Each record below must be returned exactly as shown.

Given entries
%%
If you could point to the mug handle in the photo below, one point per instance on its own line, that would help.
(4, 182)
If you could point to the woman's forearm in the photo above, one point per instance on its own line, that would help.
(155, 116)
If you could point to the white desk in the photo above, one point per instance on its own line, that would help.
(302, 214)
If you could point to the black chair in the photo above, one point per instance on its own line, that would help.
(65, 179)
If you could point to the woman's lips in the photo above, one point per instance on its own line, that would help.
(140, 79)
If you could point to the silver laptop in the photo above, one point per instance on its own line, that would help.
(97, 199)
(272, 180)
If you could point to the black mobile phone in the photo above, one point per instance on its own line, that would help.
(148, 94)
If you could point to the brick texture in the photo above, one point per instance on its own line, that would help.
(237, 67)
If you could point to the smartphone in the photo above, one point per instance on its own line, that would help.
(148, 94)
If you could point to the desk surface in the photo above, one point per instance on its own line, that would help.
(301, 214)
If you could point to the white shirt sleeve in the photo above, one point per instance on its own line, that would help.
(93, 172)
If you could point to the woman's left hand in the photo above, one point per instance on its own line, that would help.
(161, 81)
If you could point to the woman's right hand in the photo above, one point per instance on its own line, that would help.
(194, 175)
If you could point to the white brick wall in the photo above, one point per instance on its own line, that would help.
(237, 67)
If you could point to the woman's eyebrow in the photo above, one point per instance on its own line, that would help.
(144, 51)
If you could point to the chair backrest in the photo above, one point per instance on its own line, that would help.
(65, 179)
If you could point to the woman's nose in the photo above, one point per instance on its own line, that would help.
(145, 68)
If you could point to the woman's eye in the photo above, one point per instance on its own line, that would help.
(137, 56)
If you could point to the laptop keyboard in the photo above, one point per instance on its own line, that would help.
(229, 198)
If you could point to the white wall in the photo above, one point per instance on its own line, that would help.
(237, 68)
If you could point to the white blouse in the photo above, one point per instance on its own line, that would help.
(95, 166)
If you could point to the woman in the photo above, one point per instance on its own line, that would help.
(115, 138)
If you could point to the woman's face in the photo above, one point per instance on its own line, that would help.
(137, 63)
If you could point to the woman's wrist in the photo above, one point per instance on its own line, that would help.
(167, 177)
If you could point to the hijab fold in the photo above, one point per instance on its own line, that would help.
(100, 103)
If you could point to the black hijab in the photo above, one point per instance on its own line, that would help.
%%
Exercise solution
If you could point to the mug handle in the photo below, one point per instance on its own line, that would help.
(4, 182)
If you could point to the woman's forearm in the photo above, one point per instance on its own line, that would help.
(155, 116)
If you could point to the white desk in the photo above, one point per instance on its own line, that would help.
(302, 214)
If you could point to the black chair in the photo above, one point per instance on its own line, that would help.
(65, 179)
If you could point to the woman's lips in the photo above, one point per instance on its own line, that would help.
(140, 79)
If you could point to the silver laptop in the photo above, one point per instance on its own line, that would help.
(97, 199)
(272, 180)
If you could point to the black mobile phone in the photo above, one point per instance on its own line, that would help.
(148, 94)
If you could point to the brick texture in the photo above, one point per instance on its own line, that would help.
(237, 67)
If you could point to the smartphone in the photo above, one point per instance on its own line, that would help.
(148, 94)
If you could point to the desk surface in the photo above, one point per instance on its own line, that would help.
(301, 214)
If you could point to the white shirt sleeve in the photo above, one point per instance on its own line, that would help.
(93, 172)
If you could point to the woman's left hand in the photo above, one point per instance on its own line, that would help.
(161, 81)
If you could point to the woman's right hand in the photo above, one point per instance on its own line, that would help.
(194, 175)
If you could point to the white brick wall in the photo above, one point per instance on its own line, that would help.
(237, 67)
If you could point to the woman's eyebrow in the photo above, one point per instance on its own line, that would help.
(144, 51)
If you could point to the chair backrest in the photo above, one point per instance on its own line, that would help.
(65, 179)
If you could point to the woman's nose in the photo above, one point per instance on its own line, that would help.
(145, 68)
If you could point to the woman's eye in the photo above, one point per instance on its own line, that would help.
(137, 56)
If you could point to the laptop keyboard in the photo above, one point per instance on its own line, that would help.
(229, 198)
If you could point to the white wall in the photo above, one point per instance on its own line, that would help.
(237, 68)
If you could point to the white blouse in the photo above, one point per instance on its own line, that would help.
(95, 166)
If you could point to the woman in the photo above, one point per instance on its own line, that would help.
(115, 138)
If you could point to the woman's face in the photo above, one point per instance on its own line, that would help.
(137, 63)
If you could point to the woman's wrist in the photo above, one point per instance on its own line, that would help.
(167, 177)
If you could point to the hijab fold in the photo above, one point per instance on its own line, that would help.
(100, 103)
If you could point to the black hijab in the photo above, one point per instance on its own line, that would help.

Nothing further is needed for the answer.